((

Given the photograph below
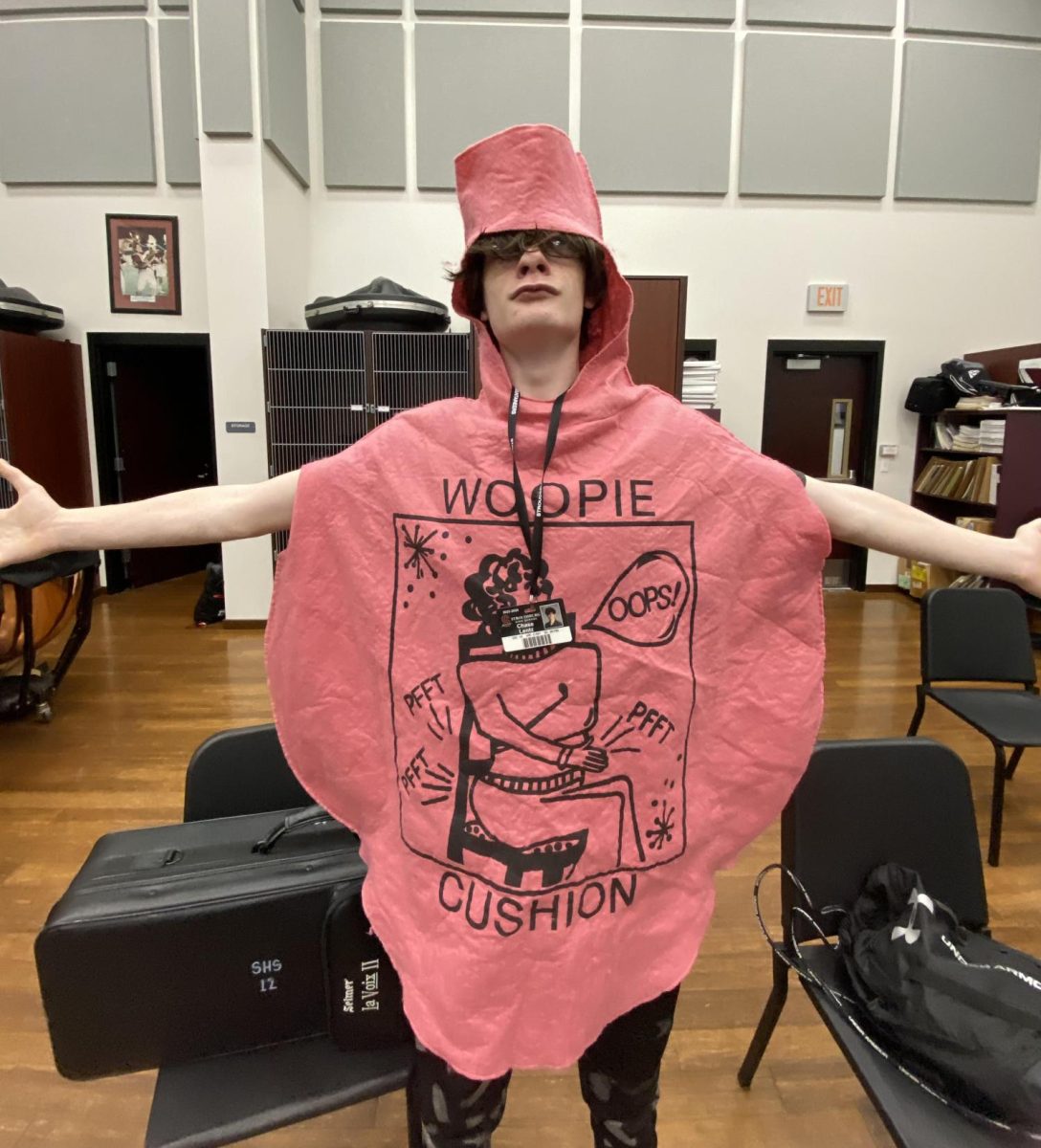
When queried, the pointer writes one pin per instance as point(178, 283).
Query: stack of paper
point(700, 383)
point(966, 437)
point(992, 437)
point(977, 403)
point(1030, 372)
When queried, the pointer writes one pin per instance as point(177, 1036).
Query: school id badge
point(536, 624)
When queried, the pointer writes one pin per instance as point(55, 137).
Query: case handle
point(312, 815)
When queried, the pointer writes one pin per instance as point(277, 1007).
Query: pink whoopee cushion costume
point(525, 896)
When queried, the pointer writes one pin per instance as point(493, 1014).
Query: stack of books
point(966, 437)
point(992, 435)
point(700, 384)
point(964, 480)
point(977, 403)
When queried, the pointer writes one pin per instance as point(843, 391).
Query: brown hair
point(471, 273)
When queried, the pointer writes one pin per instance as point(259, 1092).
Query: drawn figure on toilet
point(535, 792)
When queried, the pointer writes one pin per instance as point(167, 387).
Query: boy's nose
point(533, 261)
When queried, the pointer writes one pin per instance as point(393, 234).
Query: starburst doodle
point(663, 826)
point(419, 551)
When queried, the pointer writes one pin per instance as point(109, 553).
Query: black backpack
point(209, 607)
point(930, 395)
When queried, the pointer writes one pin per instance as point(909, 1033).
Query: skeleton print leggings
point(619, 1076)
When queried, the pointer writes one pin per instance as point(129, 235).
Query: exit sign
point(828, 298)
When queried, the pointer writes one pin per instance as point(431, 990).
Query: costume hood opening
point(530, 177)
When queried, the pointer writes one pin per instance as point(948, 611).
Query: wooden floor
point(148, 688)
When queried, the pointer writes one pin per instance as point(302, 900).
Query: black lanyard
point(533, 532)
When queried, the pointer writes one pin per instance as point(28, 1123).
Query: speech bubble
point(646, 602)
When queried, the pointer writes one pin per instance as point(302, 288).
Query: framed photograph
point(144, 264)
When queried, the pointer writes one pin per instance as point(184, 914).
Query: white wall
point(931, 280)
point(53, 244)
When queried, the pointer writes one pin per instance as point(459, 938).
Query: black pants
point(619, 1076)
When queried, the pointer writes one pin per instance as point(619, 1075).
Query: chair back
point(976, 636)
point(867, 803)
point(237, 772)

))

> _Work item_
Without the pictures, retype all of the data above exactly.

> _Finished exercise_
Given the photograph below
When queried, the pointer writes one pin per instance as point(178, 283).
Query: stack of paper
point(700, 383)
point(966, 437)
point(992, 437)
point(977, 403)
point(1030, 372)
When queried, the pointer writes one pin per instance as point(177, 1036).
Query: school id badge
point(536, 624)
When queried, the pointer writes one pin per instance as point(55, 137).
Query: case handle
point(312, 815)
When queried, the pointer writes one pin per instance as point(277, 1007).
Query: pink whoopee cushion costume
point(525, 896)
When queried, the pointer writes one pin per instance as point(493, 1014).
Query: stack of books
point(966, 437)
point(992, 435)
point(700, 384)
point(964, 480)
point(977, 403)
When queried, the pointer writes one pin per instance as point(843, 391).
Query: brown hair
point(471, 273)
When queried, the pointer writes one pin per instance as point(259, 1092).
Query: drawn figure on toilet
point(535, 792)
When queried, the pointer writes one pin per instance as point(167, 387).
Query: boy's nose
point(533, 261)
When queried, the pointer writes one pin per instance as point(393, 234).
Query: starburst doodle
point(663, 826)
point(419, 551)
When queried, the pointer writes one pin per instance as point(109, 553).
Query: black backpack
point(209, 607)
point(930, 395)
When queried, the pointer writes one pin per instance as point(909, 1033).
Query: skeleton print leggings
point(619, 1076)
When queried, the pointer writes one pin per instance as point(129, 235).
Query: exit sign
point(828, 298)
When queried, the pointer writes one pin per instance as point(431, 990).
Query: costume hood opening
point(530, 177)
When queried, the pointer writes one pin per instance as point(948, 611).
Query: wooden floor
point(148, 688)
When queried, the pointer writes one pin per instance as point(302, 900).
Query: black lanyard
point(533, 532)
When queried, the pointer writes one pin per instance as point(28, 1123).
Query: speech bubble
point(646, 602)
When queried, the pointer writes one pin per instance as point(302, 288).
Query: framed photograph
point(144, 264)
When queried, the pointer writes one pin per instance as point(184, 914).
Query: white wall
point(931, 280)
point(53, 244)
When queried, the pointer writes one pin per instance as point(459, 938).
Query: black pants
point(619, 1076)
When queried, the pointer writes one pin per instance as point(619, 1075).
Query: chair back
point(976, 636)
point(867, 803)
point(237, 772)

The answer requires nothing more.